> WHAT THE TASK ASKS:
Copy, exactly and without additions, every line in the records below from the one holding "tag the blurred dark boat" through the one holding "tag the padlock dial", both ends included.

> SOURCE DATA:
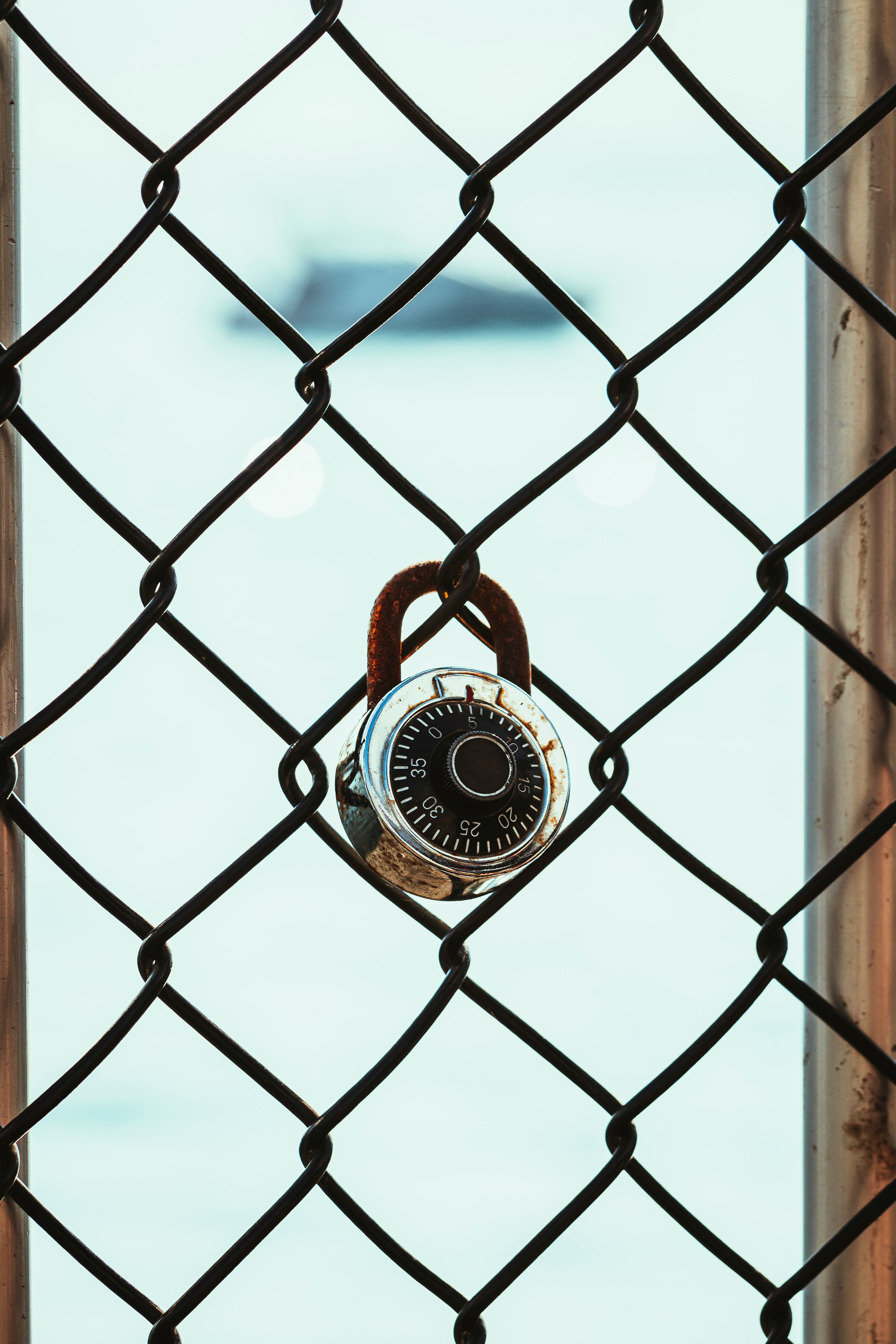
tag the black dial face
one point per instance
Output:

==

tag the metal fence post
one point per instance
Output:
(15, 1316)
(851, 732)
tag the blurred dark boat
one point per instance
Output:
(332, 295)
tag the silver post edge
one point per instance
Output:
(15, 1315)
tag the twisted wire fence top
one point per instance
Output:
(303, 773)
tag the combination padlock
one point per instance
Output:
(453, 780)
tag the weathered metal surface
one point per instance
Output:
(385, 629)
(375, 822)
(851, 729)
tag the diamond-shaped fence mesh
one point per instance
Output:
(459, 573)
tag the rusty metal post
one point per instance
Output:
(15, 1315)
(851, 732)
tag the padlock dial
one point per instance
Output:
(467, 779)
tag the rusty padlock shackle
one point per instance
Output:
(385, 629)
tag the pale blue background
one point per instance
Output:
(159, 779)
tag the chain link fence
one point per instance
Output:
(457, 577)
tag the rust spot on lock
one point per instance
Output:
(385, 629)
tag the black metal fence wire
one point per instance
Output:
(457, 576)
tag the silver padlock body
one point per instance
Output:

--

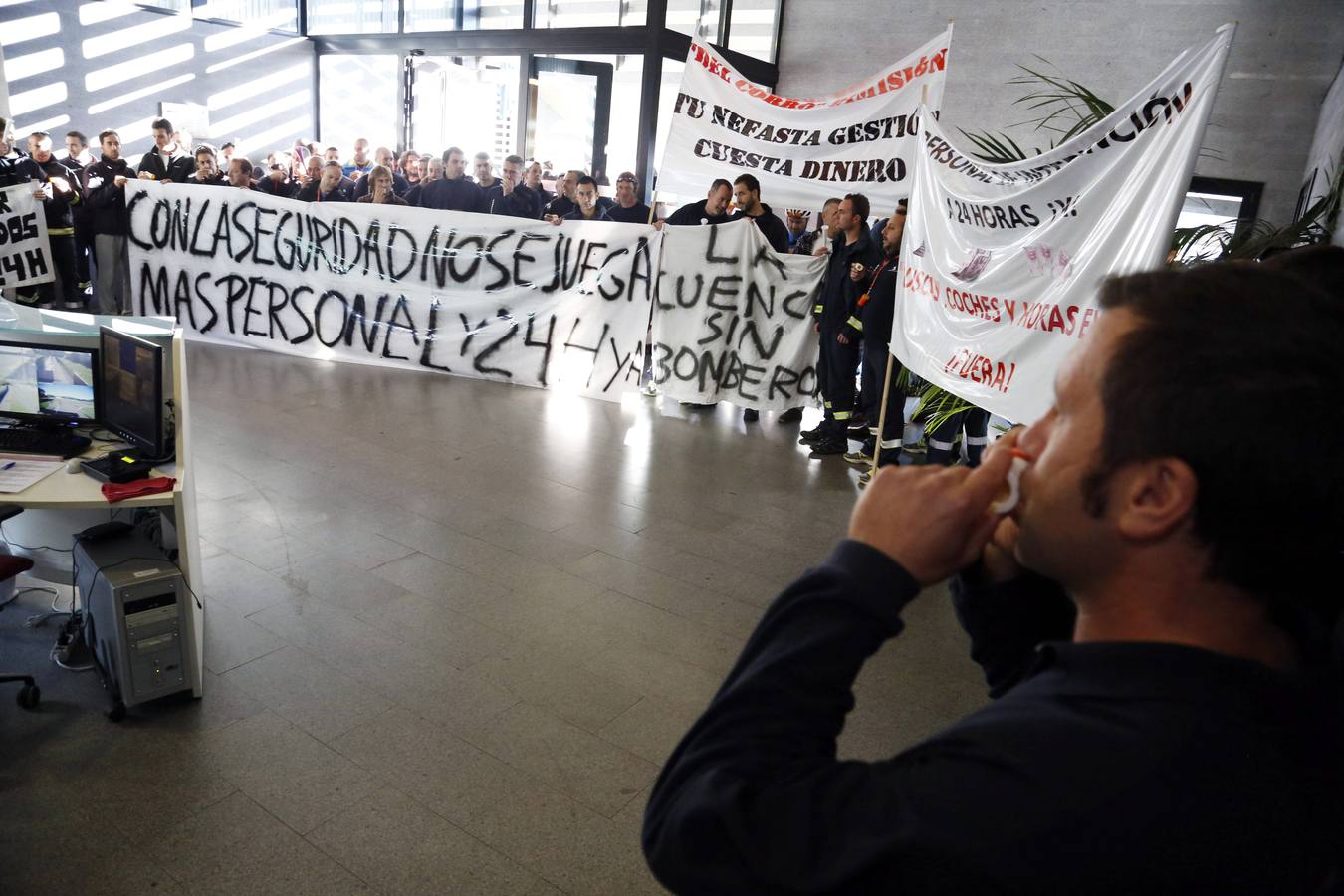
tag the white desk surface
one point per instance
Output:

> SOLUTION BELOW:
tag the blurred dark boat
one point per instance
Output:
(332, 295)
tag the silver post edge
one point per instance
Output:
(15, 1315)
tag the twisted wire fence top
one point per instance
Output:
(303, 773)
tag the combination padlock
one point per instance
Output:
(453, 780)
tag the weathered metal surface
one point per instance
Output:
(385, 629)
(375, 822)
(851, 729)
tag the diamond-shaped fence mesh
one point per instance
Output:
(459, 573)
tag the rusty metal post
one point per instance
Output:
(15, 1315)
(851, 732)
tag the padlock dial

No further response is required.